内容説明
凋落しつつある資産階級に生まれ、母の死後、モスクワの親戚宅に引き取られたユーリィ・ジバゴは医者を志していた。一方、ロシヤに帰化したフランス人の娘ラーラは母の愛人との泥沼の関係を断ち切り、新しい生活を築こうとしていた。やがて人人に第一次世界大戦とロシヤ革命の波が襲いかかる―。動乱の時代を背景に波瀾の運命が待ち受けるジバゴとラーラの青春を描く。
感想・レビュー
※以下の感想・レビューは、株式会社ブックウォーカーの提供する「読書メーター」によるものです。

→ **データ抜粋**

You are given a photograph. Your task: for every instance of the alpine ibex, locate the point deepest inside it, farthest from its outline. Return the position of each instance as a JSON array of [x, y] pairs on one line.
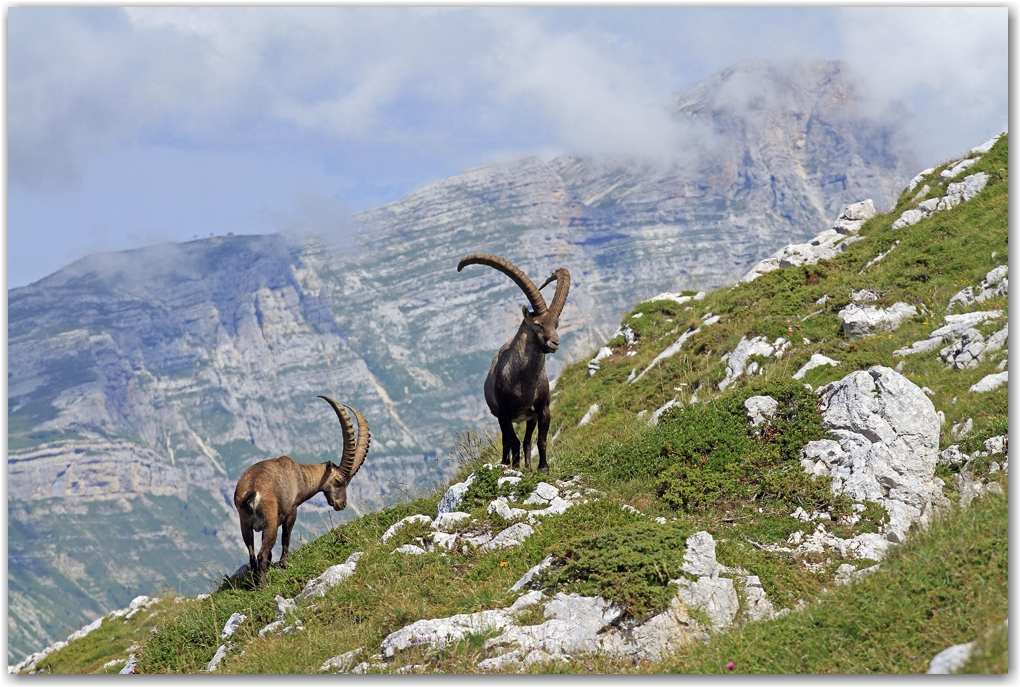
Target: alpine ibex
[[517, 388], [268, 492]]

→ **作業指示**
上記の「内容説明」にある次の一文を英語に翻訳してください。「動乱の時代を背景に波瀾の運命が待ち受けるジバゴとラーラの青春を描く。」

→ **記述解答**
Set against a turbulent era, it portrays the youth of Zhivago and Lara, for whom a tumultuous fate lies in store.